THE TASK
Please put the entire listing below into a numbered list, leaving out any blank lines.

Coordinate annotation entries
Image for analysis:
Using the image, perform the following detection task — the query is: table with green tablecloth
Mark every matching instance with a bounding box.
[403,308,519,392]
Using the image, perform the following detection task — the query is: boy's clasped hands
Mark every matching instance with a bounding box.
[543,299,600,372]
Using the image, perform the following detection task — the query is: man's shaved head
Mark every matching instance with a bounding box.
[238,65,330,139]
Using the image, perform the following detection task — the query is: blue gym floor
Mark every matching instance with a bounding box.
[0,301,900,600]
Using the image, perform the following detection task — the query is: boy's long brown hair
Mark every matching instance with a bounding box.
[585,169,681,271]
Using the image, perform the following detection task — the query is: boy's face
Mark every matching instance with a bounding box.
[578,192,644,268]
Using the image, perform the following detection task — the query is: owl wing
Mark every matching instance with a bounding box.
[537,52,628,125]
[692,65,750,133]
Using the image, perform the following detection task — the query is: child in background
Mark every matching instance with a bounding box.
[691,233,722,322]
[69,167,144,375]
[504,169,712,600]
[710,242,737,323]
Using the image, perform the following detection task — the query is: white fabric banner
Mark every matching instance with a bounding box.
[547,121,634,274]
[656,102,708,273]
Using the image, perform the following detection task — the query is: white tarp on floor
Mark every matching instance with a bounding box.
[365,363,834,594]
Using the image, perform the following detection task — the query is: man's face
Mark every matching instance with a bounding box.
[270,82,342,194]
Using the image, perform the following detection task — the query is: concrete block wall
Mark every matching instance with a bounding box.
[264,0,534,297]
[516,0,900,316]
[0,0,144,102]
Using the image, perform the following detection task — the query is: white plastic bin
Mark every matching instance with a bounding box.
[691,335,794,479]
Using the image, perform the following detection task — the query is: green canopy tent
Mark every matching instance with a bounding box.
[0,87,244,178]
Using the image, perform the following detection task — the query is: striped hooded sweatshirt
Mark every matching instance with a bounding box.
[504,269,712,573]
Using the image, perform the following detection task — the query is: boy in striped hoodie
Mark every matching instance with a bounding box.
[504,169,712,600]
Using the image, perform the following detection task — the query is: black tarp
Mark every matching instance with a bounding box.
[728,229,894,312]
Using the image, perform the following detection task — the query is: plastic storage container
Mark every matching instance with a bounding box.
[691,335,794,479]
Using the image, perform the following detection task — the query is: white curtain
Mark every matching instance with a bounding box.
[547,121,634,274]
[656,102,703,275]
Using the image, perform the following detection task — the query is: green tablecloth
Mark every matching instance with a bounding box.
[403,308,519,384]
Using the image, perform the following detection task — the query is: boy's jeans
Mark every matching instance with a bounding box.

TASK ANSWER
1. Image for analysis:
2. Using the image, perform the following detection task — the query is: table with green tablecloth
3. Mark every matching instance with a bounding box.
4. [403,308,519,392]
5. Using the image, perform the following detection task — the query is: boy's clasped hands
6. Mark every matching instance with a bounding box.
7. [543,299,600,372]
8. Using the image, perform the following detection task — the query is: man's shaved head
9. Mark every matching instance with a bounding box.
10. [238,65,330,139]
11. Using the image, perform the following detection task — the query is: blue gym floor
12. Mark every matching instance with a bounding box.
13. [0,301,900,600]
14. Using the image, perform the following detection task — the query is: boy's long brown hair
15. Mark every matching instance with a bounding box.
16. [585,169,681,271]
17. Using the image, perform the following detection task — the query is: boy's face
18. Mark every matching instance with a bounding box.
19. [578,192,644,268]
20. Using the image, perform the following detection task — the query is: owl wing
21. Mark every matching instance with a bounding box.
22. [537,52,628,125]
23. [692,65,750,133]
24. Using the image, perform the following detection task — the query is: child in background
25. Mark every matching instance with a bounding box.
26. [691,233,722,322]
27. [69,167,144,375]
28. [504,169,712,600]
29. [710,242,737,323]
30. Using the image, perform the following detection task — the query is: white fabric banner
31. Mark every matching instance with a bounding box.
32. [547,121,634,274]
33. [656,102,708,273]
34. Using the image, perform the following detection task — the query is: white tarp on floor
35. Mark every matching instance with a bounding box.
36. [365,363,834,594]
37. Using the image, perform the following detection task — the query is: man's face
38. Mark every matching instance with a bounding box.
39. [270,82,342,194]
40. Using the image, perform the following detection task — the query is: concrete block wall
41. Mark every matching instance with a bounding box.
42. [264,0,534,297]
43. [516,0,900,316]
44. [0,0,144,102]
45. Using the image, perform the following detection task — the query is: white plastic bin
46. Mark every matching instance with a bounding box.
47. [691,335,794,479]
48. Using the image, perform the following detection task — the query is: green canopy tent
49. Mark every matching instance with a bounding box.
50. [0,87,244,178]
51. Using the image, perform the following detection task — the query is: striped hooded sweatshirt
52. Mark every matching instance with a bounding box.
53. [504,269,712,573]
54. Using the image, perform the following detection task — the query is: boy in striped hoodie
55. Mark every matching instance with a bounding box.
56. [504,169,712,600]
57. Using the image, perform the following detection task — the query is: black tarp
58. Mark every matching instance with a bounding box.
59. [728,229,894,312]
60. Using the image, perform the following detection task — the query is: plastic storage container
61. Mark every matching instance with a bounding box.
62. [691,335,794,479]
63. Using the image, perform the following detection task — the query is: white curtain
64. Mark every matching instance with a bounding box.
65. [547,121,634,274]
66. [656,102,703,275]
67. Using the image, perform the following detection task — the query is: green tablecloth
68. Mark every matching instance with a bounding box.
69. [403,308,519,384]
70. Using the image, perform the following detection task — the query is: boy's jeans
71. Mark every matching instance with a bounding box.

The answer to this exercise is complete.